● **Entries shown**:
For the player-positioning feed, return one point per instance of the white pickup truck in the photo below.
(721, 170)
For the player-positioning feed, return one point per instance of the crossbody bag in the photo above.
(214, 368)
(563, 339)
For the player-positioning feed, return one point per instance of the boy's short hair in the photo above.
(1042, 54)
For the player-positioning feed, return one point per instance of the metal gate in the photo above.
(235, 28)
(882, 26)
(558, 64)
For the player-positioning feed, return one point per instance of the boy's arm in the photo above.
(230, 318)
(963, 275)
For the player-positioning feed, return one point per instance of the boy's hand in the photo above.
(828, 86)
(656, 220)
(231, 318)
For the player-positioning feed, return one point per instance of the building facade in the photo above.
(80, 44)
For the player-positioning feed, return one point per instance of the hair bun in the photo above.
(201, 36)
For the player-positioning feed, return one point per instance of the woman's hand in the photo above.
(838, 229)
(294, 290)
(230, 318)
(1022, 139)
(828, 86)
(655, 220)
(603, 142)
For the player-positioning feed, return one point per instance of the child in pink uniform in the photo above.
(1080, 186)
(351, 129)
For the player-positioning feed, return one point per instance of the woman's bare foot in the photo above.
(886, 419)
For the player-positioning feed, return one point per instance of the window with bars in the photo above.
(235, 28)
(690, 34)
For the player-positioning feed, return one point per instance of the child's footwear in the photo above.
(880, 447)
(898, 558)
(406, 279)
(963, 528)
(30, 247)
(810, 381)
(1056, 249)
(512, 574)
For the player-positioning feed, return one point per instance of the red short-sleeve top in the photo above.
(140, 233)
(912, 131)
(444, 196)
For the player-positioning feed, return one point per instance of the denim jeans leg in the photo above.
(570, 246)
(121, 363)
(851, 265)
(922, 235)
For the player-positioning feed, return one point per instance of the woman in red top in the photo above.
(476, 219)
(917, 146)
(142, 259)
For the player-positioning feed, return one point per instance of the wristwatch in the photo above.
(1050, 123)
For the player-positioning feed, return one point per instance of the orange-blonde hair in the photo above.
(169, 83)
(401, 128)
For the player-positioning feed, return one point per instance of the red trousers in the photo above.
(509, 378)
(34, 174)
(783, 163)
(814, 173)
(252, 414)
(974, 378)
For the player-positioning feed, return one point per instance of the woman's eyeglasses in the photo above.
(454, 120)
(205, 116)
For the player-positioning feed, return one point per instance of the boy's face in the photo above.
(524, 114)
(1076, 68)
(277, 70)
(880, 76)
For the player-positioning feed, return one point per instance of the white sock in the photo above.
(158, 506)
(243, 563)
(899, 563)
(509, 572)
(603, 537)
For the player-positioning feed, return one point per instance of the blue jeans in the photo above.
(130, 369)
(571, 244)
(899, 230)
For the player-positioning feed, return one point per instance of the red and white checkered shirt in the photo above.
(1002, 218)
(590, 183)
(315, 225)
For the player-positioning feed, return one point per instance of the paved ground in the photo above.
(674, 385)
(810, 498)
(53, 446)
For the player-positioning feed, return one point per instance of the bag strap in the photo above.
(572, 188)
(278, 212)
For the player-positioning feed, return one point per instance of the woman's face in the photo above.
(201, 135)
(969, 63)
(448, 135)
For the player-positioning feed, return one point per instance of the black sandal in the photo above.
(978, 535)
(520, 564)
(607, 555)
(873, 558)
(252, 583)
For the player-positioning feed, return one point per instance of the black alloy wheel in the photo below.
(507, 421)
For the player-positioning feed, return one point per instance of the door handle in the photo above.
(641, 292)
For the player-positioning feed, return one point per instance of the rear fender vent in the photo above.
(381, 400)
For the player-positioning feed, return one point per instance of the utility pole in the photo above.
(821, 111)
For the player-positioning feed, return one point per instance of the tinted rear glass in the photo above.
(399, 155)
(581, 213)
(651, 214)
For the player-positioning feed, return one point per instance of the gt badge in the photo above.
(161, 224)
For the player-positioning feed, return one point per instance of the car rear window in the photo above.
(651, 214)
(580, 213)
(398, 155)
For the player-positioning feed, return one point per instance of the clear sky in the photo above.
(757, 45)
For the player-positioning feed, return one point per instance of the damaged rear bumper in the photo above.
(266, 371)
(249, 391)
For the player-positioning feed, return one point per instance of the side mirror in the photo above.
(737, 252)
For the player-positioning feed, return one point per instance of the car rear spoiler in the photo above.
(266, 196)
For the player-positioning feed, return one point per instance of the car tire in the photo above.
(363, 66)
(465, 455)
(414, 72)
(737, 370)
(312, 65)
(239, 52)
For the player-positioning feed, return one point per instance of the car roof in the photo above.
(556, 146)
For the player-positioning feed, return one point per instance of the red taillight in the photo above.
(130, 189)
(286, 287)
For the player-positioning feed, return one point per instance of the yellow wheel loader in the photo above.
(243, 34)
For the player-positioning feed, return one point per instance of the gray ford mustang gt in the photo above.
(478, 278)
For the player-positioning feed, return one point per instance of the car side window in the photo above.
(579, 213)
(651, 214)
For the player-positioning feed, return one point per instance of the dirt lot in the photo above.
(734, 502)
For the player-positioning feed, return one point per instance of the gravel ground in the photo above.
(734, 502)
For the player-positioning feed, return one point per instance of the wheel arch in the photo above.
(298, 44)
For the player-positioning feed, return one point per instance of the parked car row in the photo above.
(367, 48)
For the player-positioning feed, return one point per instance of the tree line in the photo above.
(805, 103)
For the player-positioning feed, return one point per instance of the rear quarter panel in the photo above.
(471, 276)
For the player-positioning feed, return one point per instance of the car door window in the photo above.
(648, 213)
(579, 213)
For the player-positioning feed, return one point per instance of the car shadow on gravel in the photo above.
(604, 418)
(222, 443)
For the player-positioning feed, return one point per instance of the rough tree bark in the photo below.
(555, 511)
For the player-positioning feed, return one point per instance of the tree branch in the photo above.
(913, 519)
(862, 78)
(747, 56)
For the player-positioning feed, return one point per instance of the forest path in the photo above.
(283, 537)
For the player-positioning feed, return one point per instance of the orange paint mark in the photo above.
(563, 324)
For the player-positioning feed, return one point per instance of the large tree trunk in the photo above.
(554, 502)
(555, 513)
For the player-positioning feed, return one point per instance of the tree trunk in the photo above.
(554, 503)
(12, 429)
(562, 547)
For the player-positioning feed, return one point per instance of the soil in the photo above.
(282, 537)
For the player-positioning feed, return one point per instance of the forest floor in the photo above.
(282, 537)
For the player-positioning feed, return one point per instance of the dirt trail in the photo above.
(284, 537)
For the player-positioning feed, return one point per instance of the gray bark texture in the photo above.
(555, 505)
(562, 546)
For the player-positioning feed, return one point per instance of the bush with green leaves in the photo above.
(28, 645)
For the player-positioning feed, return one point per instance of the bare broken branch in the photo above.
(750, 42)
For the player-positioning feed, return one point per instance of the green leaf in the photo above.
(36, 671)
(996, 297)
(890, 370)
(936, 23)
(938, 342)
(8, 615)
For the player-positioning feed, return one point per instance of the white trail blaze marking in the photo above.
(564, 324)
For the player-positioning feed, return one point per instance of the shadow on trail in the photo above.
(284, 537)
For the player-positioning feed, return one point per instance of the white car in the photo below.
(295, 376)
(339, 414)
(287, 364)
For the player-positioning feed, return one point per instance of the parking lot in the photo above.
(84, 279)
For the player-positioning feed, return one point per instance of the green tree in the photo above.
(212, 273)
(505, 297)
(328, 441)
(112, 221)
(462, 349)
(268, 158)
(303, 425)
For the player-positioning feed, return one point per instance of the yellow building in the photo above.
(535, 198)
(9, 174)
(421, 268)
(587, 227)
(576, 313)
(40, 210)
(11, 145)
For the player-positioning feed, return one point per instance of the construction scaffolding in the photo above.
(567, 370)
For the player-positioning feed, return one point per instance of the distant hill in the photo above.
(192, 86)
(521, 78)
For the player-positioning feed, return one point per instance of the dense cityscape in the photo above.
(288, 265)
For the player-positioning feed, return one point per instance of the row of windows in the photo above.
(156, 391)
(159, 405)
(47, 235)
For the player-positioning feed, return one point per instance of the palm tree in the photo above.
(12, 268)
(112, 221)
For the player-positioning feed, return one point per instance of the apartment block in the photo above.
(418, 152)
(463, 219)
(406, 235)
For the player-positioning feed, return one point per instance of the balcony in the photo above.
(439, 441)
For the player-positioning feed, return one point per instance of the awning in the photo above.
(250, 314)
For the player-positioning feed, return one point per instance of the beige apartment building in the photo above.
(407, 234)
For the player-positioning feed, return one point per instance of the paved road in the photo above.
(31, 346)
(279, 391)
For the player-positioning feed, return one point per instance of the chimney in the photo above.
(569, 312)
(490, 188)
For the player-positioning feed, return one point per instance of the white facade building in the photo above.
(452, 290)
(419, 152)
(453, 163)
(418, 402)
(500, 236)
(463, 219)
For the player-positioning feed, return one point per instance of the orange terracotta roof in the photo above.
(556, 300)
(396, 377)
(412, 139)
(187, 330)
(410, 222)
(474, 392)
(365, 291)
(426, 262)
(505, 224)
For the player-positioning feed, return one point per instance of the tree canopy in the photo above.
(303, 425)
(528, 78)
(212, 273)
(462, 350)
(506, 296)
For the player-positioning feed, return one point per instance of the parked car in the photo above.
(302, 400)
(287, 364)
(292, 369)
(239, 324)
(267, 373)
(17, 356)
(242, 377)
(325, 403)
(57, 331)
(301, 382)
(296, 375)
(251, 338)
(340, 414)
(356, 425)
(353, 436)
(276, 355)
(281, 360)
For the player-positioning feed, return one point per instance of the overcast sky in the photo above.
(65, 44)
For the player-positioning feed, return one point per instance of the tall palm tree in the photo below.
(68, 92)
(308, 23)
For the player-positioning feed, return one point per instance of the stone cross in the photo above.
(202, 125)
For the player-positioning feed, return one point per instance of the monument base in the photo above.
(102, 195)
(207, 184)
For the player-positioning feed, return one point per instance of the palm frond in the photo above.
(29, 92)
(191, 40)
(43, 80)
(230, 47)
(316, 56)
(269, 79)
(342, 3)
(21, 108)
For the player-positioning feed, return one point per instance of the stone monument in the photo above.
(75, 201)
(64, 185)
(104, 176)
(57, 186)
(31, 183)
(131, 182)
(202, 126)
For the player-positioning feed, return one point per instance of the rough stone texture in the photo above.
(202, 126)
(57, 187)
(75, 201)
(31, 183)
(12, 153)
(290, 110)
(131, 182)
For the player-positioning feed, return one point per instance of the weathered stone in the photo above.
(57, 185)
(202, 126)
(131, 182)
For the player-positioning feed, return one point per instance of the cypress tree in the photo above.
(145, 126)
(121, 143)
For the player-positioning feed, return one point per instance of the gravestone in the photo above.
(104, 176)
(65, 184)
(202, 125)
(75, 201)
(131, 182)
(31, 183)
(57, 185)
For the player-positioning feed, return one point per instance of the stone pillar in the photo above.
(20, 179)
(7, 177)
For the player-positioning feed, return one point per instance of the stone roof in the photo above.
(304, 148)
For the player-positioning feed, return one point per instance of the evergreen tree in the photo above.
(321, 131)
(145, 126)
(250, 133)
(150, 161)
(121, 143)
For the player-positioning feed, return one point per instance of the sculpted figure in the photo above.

● **Work instructions**: Set out exactly the run of lines that begins at the line holding "pillar in the photo above." and ends at the last line of the data.

● **Result for this task**:
For the player-positioning feed, return one point per instance of the stone pillar in the photo above.
(20, 179)
(7, 177)
For the player-positioning feed, return one point per instance of the stone roof in the photo above.
(304, 148)
For the player-positioning feed, return one point per instance of the evergreen tree in the photo above.
(321, 131)
(145, 126)
(250, 133)
(150, 161)
(121, 143)
For the player-positioning feed, return one point per instance of the sculpted figure in the photo above.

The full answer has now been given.